_Task_
Where the data below has the string "table", return the whole line.

== Exercise data ==

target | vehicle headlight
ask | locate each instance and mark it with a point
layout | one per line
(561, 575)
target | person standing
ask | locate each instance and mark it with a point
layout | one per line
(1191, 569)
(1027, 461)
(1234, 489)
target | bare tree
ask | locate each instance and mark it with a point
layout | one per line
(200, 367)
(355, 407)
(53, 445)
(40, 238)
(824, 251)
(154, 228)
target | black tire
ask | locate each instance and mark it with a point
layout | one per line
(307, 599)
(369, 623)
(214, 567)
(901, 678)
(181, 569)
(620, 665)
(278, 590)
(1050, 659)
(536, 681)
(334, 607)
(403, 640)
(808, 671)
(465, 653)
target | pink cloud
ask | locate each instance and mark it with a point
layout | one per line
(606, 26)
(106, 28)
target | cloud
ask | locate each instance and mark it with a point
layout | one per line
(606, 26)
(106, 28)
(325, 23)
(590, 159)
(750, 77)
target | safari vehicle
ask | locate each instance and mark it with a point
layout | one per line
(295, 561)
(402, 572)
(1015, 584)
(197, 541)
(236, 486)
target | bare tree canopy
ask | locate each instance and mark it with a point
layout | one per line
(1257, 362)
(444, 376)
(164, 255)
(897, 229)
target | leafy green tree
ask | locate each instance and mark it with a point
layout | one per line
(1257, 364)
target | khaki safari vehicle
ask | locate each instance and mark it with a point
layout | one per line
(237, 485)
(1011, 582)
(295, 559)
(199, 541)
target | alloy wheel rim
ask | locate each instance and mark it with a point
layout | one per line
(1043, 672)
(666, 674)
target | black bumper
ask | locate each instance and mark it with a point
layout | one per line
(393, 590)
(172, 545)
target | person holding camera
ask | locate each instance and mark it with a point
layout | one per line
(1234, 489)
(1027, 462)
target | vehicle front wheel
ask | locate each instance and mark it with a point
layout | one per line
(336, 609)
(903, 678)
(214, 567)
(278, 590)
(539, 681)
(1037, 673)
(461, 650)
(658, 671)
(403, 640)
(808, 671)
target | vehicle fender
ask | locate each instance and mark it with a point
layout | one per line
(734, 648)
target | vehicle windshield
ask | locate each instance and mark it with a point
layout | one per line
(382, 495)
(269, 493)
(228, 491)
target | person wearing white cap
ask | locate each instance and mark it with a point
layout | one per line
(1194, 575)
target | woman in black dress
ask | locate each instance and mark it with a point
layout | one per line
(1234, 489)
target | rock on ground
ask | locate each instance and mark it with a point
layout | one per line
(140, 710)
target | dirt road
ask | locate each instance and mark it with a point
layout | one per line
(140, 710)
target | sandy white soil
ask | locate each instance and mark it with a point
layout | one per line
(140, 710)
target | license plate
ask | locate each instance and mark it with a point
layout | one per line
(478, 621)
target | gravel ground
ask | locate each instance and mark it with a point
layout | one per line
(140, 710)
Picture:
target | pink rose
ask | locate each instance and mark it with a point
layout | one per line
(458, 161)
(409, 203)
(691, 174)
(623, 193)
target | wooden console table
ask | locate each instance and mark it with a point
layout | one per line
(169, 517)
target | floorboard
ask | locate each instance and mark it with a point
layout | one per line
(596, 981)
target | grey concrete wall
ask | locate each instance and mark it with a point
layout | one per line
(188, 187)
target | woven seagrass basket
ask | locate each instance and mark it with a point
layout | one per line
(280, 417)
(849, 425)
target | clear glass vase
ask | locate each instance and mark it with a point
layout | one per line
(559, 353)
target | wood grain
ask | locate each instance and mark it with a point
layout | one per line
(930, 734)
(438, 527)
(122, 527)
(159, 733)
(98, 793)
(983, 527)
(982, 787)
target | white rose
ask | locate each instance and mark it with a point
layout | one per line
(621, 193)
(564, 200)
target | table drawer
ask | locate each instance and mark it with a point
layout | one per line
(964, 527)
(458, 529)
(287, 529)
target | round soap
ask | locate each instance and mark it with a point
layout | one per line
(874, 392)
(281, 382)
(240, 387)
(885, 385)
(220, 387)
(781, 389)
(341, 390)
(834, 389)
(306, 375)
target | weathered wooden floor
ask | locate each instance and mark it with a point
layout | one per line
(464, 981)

===

_Exercise output_
target | wooden console table
target | table drawer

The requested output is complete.